━━━ DOCUMENTO ━━━
Parlar di statue e dimenticare la realtà della tratta di minorenni africane, così funziona la nuova contestazione

E’ inutile indignarsi di fronte alla schiavitù sessuale delle donne di colore in epoca fascista per poi sostenere la legalizzazione della prostituzione o dell’utero in affitto, come fa gran parte della sinistra progressista americana ed europea, e tacere a proposito delle donne nigeriane minorenni sbattute per strada.   

I fenomeni d’indignazione di massa seguono sempre lo stesso schema: dopo settimane o mesi di ascesa si incartano tutti su problemi secondari.
Il movimento antirazzista sembra essere andato a sbattere sul problema della distruzione di statue, come se la memoria storica si dovesse cancellare per ricostruire gli uomini e la società da zero.

L’errore principale commesso dalla maggioranza dei movimenti di contestazione contemporanei è quello di non andare a fondo, non incidere sul livello culturale della popolazione e non stimolare altre scelte virtuose di singoli individui, senza che tutto debba necessariamente essere normato.
Una volta spento lo spirito infuocato iniziale, quest’atteggiamento porterà ad autocondannarci all’irrilevanza.
━━━ RIGHE DI DATI ━━━
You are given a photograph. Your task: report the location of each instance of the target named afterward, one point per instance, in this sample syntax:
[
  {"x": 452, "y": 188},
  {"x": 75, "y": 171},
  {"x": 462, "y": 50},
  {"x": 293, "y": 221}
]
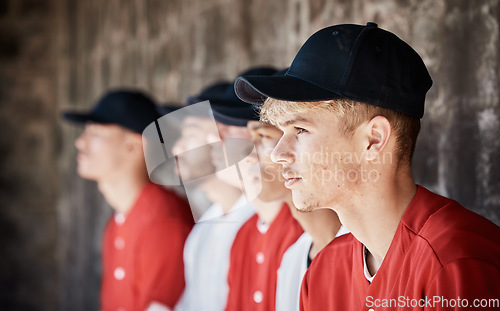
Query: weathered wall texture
[
  {"x": 29, "y": 142},
  {"x": 61, "y": 54}
]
━━━
COMPITO RICHIESTO:
Rispondi per favore a queste domande sul documento:
(a) Quale schema seguono sempre i fenomeni d'indignazione di massa?
(b) Su quale problema sembra essere andato a sbattere il movimento antirazzista?
(c) A cosa porterà l'atteggiamento descritto, una volta spento lo spirito infuocato iniziale?

IN RISPOSTA:
(a) Dopo settimane o mesi di ascesa si incartano tutti su problemi secondari.
(b) Sul problema della distruzione di statue.
(c) Ad autocondannarci all'irrilevanza.